(Text)

Brigitte Reimann

Brigitte Reimann (1934-1975), Fransiska Linkerhand

In 1974 three important (East) German 'women's novels' appeared at the same time, one of which was Brigitte Reimann's large-scale, unfinished (she was just able to make a start on the final 15th chapter), unpublished work centred on the architect Franziska Linkerhand. It was written between 1963 and 1973, when the author was living on borrowed time due to cancer, yet the book is bursting with life: as if Reimann were trying to make up for the years denied her (and the unwritten books), with her last strength of will she mobilises enormous resources of sensibility, imagination and constructive intelligence in order to make tangible the difficult construction of GDR society (it is no coincidence that the main character is an architect) through the fate of one individual in a kind of halting Entwicklungsroman showing the character's psychological development.

The driving force throughout is the tension which arises from the discrepancy between the image/utopia of a human world (put concretely, the concept of the need for human-scale urban development) and the undeniable economic and bureaucratic realities - a force which agitates Franziska particularly. Multi- layered existential drives and questions, telling experiences and personal happiness are slotted into this large framework. An outstanding narrator, Reimann skilfully controls the linear flow of narration, so the fullness and inconsistencies of the life she depicts are not sacrificed for the sake of the story; she shows that life in all its fullness, comprehending it through reflection. In a variation on The Quest for ..., Franziska writes a 600 page letter of farewell to the man she loves though he does not match up to her ideals. To explain why she has to leave him she tells him her life-story, at times distanced as author, at others commenting on the story directly from the first-person perspective, switching the time-lines. She creates an artistic authenticity which knows no taboos and allows the self-realisation of a woman as a woman to become a literary fact.

(End Text)

• [Things to do]
A: Summarize the piece on Brigitte Reimann in two sentences.
B: According to the piece on Brigitte Reimann, between which years was the novel written?
The records that follow are separate material and have no connection to the piece on Brigitte Reimann.

(Extracted records)

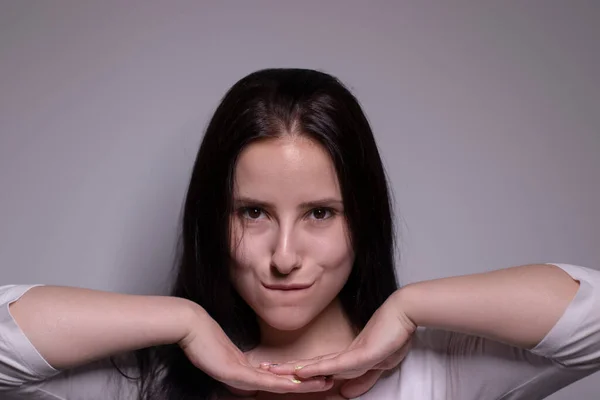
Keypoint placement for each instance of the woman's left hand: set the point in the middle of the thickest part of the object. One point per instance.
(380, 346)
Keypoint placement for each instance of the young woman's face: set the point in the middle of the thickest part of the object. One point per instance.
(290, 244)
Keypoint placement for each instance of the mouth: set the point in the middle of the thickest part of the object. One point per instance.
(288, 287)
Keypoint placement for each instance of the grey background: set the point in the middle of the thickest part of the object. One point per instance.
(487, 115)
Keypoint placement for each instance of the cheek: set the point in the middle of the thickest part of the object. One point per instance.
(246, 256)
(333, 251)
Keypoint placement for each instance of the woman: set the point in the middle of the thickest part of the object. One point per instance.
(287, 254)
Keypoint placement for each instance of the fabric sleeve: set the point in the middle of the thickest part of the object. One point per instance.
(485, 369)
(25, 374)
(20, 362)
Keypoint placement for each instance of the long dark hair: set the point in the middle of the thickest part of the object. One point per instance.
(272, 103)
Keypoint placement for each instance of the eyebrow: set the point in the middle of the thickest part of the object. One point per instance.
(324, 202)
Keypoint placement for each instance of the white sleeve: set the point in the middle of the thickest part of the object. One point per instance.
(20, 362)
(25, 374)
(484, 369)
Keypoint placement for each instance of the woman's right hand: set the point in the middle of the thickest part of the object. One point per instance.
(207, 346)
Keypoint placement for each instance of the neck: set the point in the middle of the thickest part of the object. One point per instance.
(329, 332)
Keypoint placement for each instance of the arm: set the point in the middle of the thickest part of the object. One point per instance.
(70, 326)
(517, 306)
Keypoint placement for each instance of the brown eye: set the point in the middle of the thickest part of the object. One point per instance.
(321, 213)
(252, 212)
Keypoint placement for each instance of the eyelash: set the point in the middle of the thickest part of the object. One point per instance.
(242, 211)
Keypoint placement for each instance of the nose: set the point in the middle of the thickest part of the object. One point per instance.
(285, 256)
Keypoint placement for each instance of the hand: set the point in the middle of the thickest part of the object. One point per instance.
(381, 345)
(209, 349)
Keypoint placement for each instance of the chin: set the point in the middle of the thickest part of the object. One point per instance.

(End Extracted records)
(Extracted records)

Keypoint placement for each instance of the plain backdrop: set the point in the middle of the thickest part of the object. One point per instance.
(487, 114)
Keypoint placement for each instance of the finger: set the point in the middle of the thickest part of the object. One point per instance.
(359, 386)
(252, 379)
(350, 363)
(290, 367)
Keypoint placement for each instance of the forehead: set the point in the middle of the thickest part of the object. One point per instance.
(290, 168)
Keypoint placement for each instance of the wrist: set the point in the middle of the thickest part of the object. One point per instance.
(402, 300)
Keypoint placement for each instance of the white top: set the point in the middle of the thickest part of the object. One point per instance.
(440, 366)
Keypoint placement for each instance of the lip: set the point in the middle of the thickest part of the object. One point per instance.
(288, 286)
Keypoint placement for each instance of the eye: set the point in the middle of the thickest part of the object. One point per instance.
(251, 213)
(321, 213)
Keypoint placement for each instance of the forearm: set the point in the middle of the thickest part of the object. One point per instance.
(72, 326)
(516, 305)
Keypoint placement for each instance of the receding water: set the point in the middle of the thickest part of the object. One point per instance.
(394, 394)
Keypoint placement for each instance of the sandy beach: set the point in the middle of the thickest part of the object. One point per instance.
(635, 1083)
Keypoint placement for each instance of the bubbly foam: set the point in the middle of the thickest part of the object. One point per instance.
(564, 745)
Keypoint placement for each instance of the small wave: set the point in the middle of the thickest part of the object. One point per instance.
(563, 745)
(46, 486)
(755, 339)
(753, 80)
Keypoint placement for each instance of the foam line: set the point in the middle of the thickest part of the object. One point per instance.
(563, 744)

(End Extracted records)
(Extracted records)

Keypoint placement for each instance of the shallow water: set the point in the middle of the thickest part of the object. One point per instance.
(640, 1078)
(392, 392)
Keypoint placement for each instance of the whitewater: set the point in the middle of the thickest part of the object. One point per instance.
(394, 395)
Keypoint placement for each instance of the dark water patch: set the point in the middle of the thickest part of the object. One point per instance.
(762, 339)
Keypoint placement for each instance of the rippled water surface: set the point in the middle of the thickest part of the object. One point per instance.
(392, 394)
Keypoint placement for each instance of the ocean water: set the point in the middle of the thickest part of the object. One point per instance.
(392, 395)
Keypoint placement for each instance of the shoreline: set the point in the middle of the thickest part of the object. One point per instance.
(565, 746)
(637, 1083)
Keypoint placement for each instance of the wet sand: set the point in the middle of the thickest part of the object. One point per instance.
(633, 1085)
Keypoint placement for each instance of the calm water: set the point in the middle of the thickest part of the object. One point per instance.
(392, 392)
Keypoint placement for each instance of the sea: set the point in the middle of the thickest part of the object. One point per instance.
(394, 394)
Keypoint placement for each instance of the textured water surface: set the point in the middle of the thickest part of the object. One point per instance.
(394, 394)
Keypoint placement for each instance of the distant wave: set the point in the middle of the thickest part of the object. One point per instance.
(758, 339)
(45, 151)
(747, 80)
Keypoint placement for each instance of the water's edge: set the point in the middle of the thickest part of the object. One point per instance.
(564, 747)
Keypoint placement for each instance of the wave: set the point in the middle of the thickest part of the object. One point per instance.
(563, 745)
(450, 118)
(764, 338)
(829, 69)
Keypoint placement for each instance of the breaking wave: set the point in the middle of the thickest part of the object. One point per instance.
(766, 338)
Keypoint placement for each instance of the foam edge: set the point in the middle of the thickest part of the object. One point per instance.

(End Extracted records)

• [Completed exercise]
A: Brigitte Reimann wrote her large, unfinished novel about the architect Franziska Linkerhand between 1963 and 1973 while living with cancer, and it uses one woman's fate to make tangible the difficult construction of GDR society. Its driving force is the tension between the ideal of human-scale urban development and economic and bureaucratic realities, and it takes the form of a 600-page farewell letter in which Franziska tells the man she loves her life story.

B: Between 1963 and 1973.